• EXERCISE REQUIREMENTS:
Your answer should be an exact copy of all the entries, free of pictures.

Records from a data source:
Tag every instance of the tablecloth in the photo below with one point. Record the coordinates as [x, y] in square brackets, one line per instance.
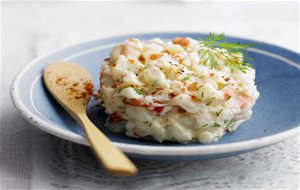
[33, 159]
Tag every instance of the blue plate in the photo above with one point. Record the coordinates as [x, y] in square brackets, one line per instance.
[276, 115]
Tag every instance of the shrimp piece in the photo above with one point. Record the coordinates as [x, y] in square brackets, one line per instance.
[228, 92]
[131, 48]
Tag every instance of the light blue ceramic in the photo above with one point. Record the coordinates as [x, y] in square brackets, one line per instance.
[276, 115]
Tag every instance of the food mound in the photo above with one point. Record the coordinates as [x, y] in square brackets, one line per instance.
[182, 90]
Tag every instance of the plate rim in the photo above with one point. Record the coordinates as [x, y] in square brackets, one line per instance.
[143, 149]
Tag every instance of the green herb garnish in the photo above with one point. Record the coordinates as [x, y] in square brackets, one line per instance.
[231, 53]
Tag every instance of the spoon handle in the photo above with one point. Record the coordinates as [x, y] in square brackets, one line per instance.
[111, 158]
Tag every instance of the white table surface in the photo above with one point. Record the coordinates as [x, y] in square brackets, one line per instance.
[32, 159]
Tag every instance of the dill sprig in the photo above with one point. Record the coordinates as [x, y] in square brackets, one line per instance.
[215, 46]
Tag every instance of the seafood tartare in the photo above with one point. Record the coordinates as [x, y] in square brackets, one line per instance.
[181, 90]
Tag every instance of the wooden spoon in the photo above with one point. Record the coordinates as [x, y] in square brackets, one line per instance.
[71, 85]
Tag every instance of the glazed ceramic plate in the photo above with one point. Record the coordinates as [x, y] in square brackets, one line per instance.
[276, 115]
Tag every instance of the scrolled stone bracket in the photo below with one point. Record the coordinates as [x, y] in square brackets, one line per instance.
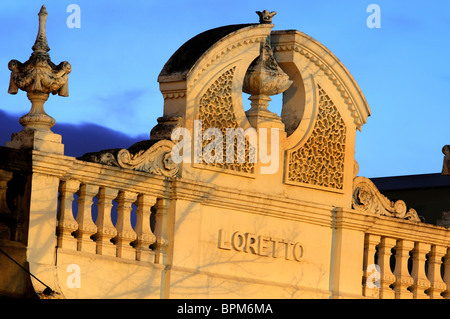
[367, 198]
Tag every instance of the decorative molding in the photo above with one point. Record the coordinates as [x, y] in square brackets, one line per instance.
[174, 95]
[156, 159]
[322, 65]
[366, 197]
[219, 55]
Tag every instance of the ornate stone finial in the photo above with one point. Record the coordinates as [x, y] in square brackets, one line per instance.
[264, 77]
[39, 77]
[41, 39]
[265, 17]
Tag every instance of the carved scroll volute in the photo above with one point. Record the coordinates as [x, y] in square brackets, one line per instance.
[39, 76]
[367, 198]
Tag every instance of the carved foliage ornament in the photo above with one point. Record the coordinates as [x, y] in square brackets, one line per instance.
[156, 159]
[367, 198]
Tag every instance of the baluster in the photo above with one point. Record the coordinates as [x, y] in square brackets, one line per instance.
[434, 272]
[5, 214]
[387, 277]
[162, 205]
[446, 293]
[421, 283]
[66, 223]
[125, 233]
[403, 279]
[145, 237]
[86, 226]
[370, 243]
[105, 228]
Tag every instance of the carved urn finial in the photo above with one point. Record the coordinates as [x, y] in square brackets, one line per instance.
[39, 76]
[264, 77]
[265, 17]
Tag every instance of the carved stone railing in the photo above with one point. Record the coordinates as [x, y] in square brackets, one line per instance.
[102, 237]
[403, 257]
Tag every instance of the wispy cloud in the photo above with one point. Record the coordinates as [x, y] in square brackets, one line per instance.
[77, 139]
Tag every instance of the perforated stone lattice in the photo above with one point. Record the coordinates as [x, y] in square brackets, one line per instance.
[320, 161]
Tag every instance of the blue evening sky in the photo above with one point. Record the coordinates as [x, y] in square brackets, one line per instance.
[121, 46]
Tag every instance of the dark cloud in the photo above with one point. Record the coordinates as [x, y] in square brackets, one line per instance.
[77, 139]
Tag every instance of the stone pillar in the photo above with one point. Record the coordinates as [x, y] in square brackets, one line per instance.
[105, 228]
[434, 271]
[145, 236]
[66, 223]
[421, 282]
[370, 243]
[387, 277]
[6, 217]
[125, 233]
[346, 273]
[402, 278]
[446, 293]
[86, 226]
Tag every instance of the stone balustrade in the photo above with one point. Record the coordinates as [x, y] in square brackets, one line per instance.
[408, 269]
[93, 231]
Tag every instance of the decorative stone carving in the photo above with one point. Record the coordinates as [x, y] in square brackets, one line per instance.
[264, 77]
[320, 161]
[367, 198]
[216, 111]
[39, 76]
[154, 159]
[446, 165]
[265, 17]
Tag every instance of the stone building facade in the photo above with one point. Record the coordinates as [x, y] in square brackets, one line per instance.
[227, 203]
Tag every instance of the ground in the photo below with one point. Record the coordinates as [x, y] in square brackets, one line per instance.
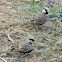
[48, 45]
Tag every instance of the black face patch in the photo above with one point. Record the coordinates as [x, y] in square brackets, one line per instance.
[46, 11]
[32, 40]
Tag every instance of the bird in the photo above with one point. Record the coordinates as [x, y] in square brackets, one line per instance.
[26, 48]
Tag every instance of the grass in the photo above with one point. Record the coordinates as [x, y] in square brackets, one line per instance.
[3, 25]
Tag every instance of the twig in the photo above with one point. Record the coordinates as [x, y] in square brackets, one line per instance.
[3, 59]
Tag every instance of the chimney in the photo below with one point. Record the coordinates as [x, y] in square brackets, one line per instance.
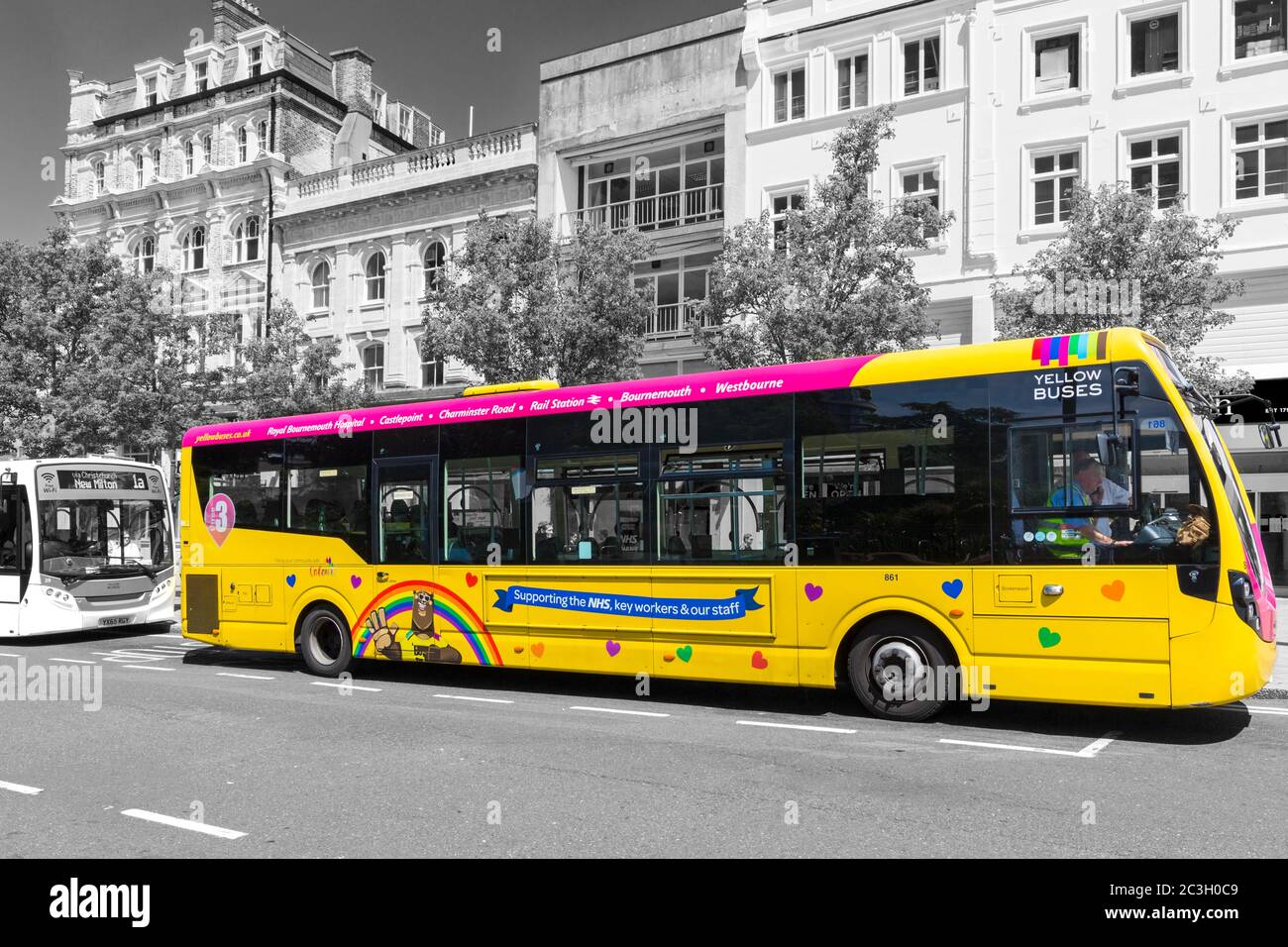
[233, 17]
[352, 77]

• COMPLETED TASK:
Tag every instance of the tablecloth in the photo below with one point. Record the coordinates as [x, y] in square brackets, one line per instance.
[33, 159]
Tag every instance of the blue plate in the photo above with one point. Record the coordinates as [x, y] in square brackets, one line per instance.
[276, 115]
Tag every instance of the shrimp piece in the photo above with one point. Record the coordinates as [x, y] in square brackets, one line per instance.
[228, 92]
[131, 48]
Tag every instance of the light blue ceramic in the photo above with one point. Record the coordinates as [x, y] in square brackets, one line per instance.
[276, 115]
Tag every instance of the food mound in the photo above with one point. Record the coordinates as [x, y] in square brackets, one line per instance.
[182, 90]
Tag every instance of the plate rim in the photo above with one point. Record the coordinates as [x, y] in square brackets, one line per instance.
[143, 149]
Tag every instance of the green herb garnish in the photo above with one point. Record the coordinates as [x, y] in square brackets, one line per instance.
[231, 53]
Tag every instance of the spoon handle in the photo above with one point. Record the coordinates as [x, y] in square brackets, one line per instance.
[111, 158]
Tag every instance of the white table surface in the photo above with one point. Record the coordinates as [x, y] in square brackets, one line per instance.
[32, 159]
Tag every instance of the dill sprig in the photo above with one point. Record the coordinates as [x, y] in square brackets, one line per instance.
[215, 46]
Tag every instance of the seafood tartare in the photo above with one point. Record the coordinates as [x, y] in square brackets, one line per instance.
[181, 90]
Tag every instance of the wooden spoon in the photo above with one point. Record the coordinates as [x, y] in square brackets, one line per instance.
[71, 85]
Tag every instance of the glazed ceramic plate in the photo above with one point. Record the coordinates as [x, y] in square brackets, one line per instance.
[276, 115]
Tag every instance of the scrolled stone bracket in the photo below with one point. Record the coordinates as [x, y] in square brackets, one line per instance.
[367, 198]
Tag every instance of the decorative molding in the photo above with one point. Record the coordinates as [x, y] in square brackets, one line per instance.
[174, 95]
[156, 159]
[322, 65]
[366, 197]
[219, 55]
Tag every instance of the ornate stone finial in the photo above with one point. Record the coordinates as [x, y] in square brackets, one line per instance.
[264, 77]
[39, 77]
[41, 39]
[265, 17]
Tag every instance of the carved scroll volute in the photo above with one point. Record the coordinates as [x, y] in square brackets, one line per instance.
[39, 76]
[367, 198]
Tag every instance of the carved foliage ornament in the photo above with one point. Record the coordinates as [x, y] in square brackets, one line per instance.
[156, 159]
[367, 198]
Tag every instance of the baluster in the photo above with one point. Record the coordinates as [x, y] in square brackets, one line per instance.
[434, 272]
[5, 214]
[387, 277]
[162, 205]
[446, 293]
[421, 283]
[66, 223]
[125, 233]
[403, 279]
[145, 237]
[86, 226]
[370, 243]
[105, 228]
Tag every instance of the carved urn finial in the photo above with one point. Record the coordinates as [x, y] in square brackets, one line per instance.
[39, 76]
[264, 77]
[265, 17]
Tag every instance of the carved stone railing in the photo above with one point. Record the coordinates as [x, y] in square brackets, one line per instance.
[102, 237]
[403, 257]
Tag every instance of the wispy cloud in the photo above with one point. Record the coordinates as [x, y] in square brackets, one line per instance.
[77, 139]
Tag every instance of the perforated stone lattice in the photo above with one point. Record the coordinates as [x, y] in square brackets, one line per instance.
[320, 161]
Tag every instance of the blue evening sky in the photo above with one point. Record the coordinates as [x, y] in square brackets, one line per instance.
[121, 46]
Tag every instance of the dark cloud in the photo above with one point. Record the coordinates as [x, y] in square brackets, one line per instance.
[77, 139]
Tag every instance of the stone pillar in the photo above with one point. Record the coordinates as [x, y] in square brackets, one line per instance.
[105, 228]
[434, 271]
[145, 236]
[66, 223]
[421, 282]
[370, 243]
[387, 277]
[6, 217]
[125, 233]
[346, 273]
[402, 278]
[446, 293]
[86, 226]
Tag every instance of the stone balustrade in the photo above with one point. Record the coordinates as [x, y] in square brackets, one line per instance.
[408, 269]
[93, 231]
Tag every instance of the decorative stone carving in the photo above with one point. Record the coordinates as [x, y] in square brackets, one line per instance.
[264, 77]
[320, 161]
[367, 198]
[216, 111]
[39, 76]
[154, 159]
[446, 165]
[265, 17]
Tag every instance of the stone building facade in the photo above with one point. Record the coordinates as [x, y] in square brackets, one line per instance.
[227, 203]
Tag every instance of the ground in the photo below with one point. Record the coordinates as [x, y] in square brackets, one line per instance.
[48, 45]
Tag every instance of the black face patch in the photo above with one point. Record the coordinates as [x, y] in square brackets, one line per instance.
[46, 11]
[32, 40]
Tag every instance of the bird in the photo above with one point. Record the coordinates as [x, y] in square brackets, one line per instance.
[26, 48]
Tag every instance of the grass in the photo above with one point. Record the coordinates as [x, y] in square brackets, one line per instance.
[3, 25]
Tag every instance of the twig in the photo above with one point. Record the coordinates as [x, y] in square brackets, one line per instance.
[3, 59]
Tag every instance of the chimney in the photo below with one point. Record the coordinates as [x, y] in square brackets, one line per instance.
[233, 17]
[352, 77]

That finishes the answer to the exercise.